CONSIGNA A
Reproduce sin cambios las líneas de los registros que comienzan con la línea que contiene "the dry grass?" y siguen hasta el final de los registros, ambos extremos incluidos.

El color rojo pasión de las sábanas que están sumergidas en una ola de ropaje sobresalen en el foráneo lugar. Las camas de los que le entregan su vida a su trabajo, tienen similar tamaño al de cajón de los elegidos. A escasos metros, una flameante luz naranja conjunto a varias más, calientan un poco el imperturbable espacio. Al centro una mesa de color tierra termina por armar el lugar.
En la funeraria Vasco, el orden de los cajones tiene una explicación. El primero y el más grande cajón es para un ser voluminoso que ha gozado en su máximo esplendor la comida peruana, el segundo es para un treintañero y el tercero color de la paz será atribuido a una mujer.
Al costado del baño un hombre bajito, de piel gastada y unos ojos que a duras penas se pueden apreciar, está ligeramente recostado sobre uno de los cajones de la muerte. Aquel menudo hombre, dueño de la gran Funeraria Vasco, que comenzó hace mitad de una década, dirige su mirada a un cajón de unos dos metros, en donde claramente un recién nacido que aún no había conocido el mundo, tendría que ocupar el lugar.
Con melancolía y tras unos breves minutos contemplando el ataúd, por fin comenta: “La vida es así, cuando toca, toca; no importa el color, la raza, cultura, si tienes dinero o no, la muerte no cree en nadie”, termina susurrando el dueño de aquel lugar, Hugo Mazzetti Lau, a una viuda que acababa de enterrar a su ex marido apenas dos semanas atrás, mientras el hombre le da un beso a la estampilla que llevaba en sus arrugadas manos.
Con pasos lentos Hugo se dirige a su mesa que lo ha acompañado desde que era un niño, el cual su única preocupación era ser feliz. Se sienta, da un respiro, se seca las lágrimas y espera a que la cámara empiece a grabar y hace su mayor esfuerzo para colocar su mejor rostro.

REGISTROS EXTRAÍDOS
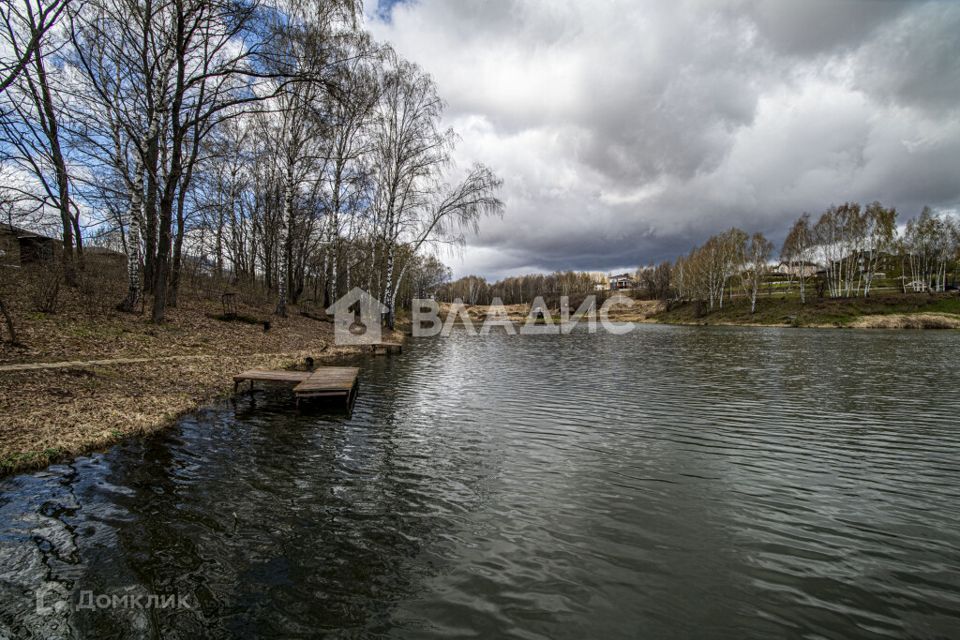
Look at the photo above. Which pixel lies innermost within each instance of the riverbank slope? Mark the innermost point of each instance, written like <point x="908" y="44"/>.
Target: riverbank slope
<point x="888" y="311"/>
<point x="94" y="376"/>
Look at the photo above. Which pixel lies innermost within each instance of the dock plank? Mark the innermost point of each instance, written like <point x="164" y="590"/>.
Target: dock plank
<point x="329" y="381"/>
<point x="267" y="375"/>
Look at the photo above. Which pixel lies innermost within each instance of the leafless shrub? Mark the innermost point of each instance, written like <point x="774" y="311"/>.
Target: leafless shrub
<point x="100" y="285"/>
<point x="44" y="283"/>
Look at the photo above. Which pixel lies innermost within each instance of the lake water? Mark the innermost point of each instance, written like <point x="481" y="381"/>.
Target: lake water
<point x="674" y="482"/>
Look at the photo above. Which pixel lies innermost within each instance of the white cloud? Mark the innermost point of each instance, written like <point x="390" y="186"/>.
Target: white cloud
<point x="627" y="131"/>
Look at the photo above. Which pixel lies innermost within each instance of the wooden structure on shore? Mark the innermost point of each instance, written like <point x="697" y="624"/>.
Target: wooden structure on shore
<point x="323" y="382"/>
<point x="384" y="348"/>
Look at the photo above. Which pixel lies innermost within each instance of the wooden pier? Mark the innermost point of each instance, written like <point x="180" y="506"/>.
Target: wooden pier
<point x="324" y="382"/>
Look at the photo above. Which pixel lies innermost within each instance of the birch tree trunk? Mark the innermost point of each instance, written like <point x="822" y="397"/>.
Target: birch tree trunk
<point x="134" y="256"/>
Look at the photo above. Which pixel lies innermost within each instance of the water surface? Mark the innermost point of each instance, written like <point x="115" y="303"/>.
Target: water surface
<point x="672" y="482"/>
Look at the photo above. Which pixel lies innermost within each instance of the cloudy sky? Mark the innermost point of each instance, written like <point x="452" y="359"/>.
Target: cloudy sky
<point x="627" y="131"/>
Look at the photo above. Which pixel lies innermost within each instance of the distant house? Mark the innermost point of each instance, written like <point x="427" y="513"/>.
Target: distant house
<point x="599" y="279"/>
<point x="20" y="246"/>
<point x="802" y="269"/>
<point x="621" y="281"/>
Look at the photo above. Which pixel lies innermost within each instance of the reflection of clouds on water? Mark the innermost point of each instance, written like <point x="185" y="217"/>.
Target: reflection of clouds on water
<point x="672" y="479"/>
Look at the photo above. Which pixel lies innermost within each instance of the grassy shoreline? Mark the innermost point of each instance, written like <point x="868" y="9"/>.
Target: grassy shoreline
<point x="901" y="311"/>
<point x="51" y="414"/>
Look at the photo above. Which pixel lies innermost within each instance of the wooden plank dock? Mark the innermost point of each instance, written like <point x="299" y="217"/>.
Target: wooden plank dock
<point x="323" y="382"/>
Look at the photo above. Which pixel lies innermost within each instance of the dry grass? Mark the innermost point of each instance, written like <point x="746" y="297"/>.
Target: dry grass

CONSIGNA B
Transcribe al pie de la letra el tramo del fragmento sobre la funeraria Vasco que comienza con "En la funeraria" y sigue hasta "a una mujer.".

RESULTADO DEL EJERCICIO A
Look at the photo above. Which pixel lies innermost within each instance of the dry grass? Mark the innermost point of each instance, written like <point x="746" y="297"/>.
Target: dry grass

RESULTADO DEL EJERCICIO B
En la funeraria Vasco, el orden de los cajones tiene una explicación. El primero y el más grande cajón es para un ser voluminoso que ha gozado en su máximo esplendor la comida peruana, el segundo es para un treintañero y el tercero color de la paz será atribuido a una mujer.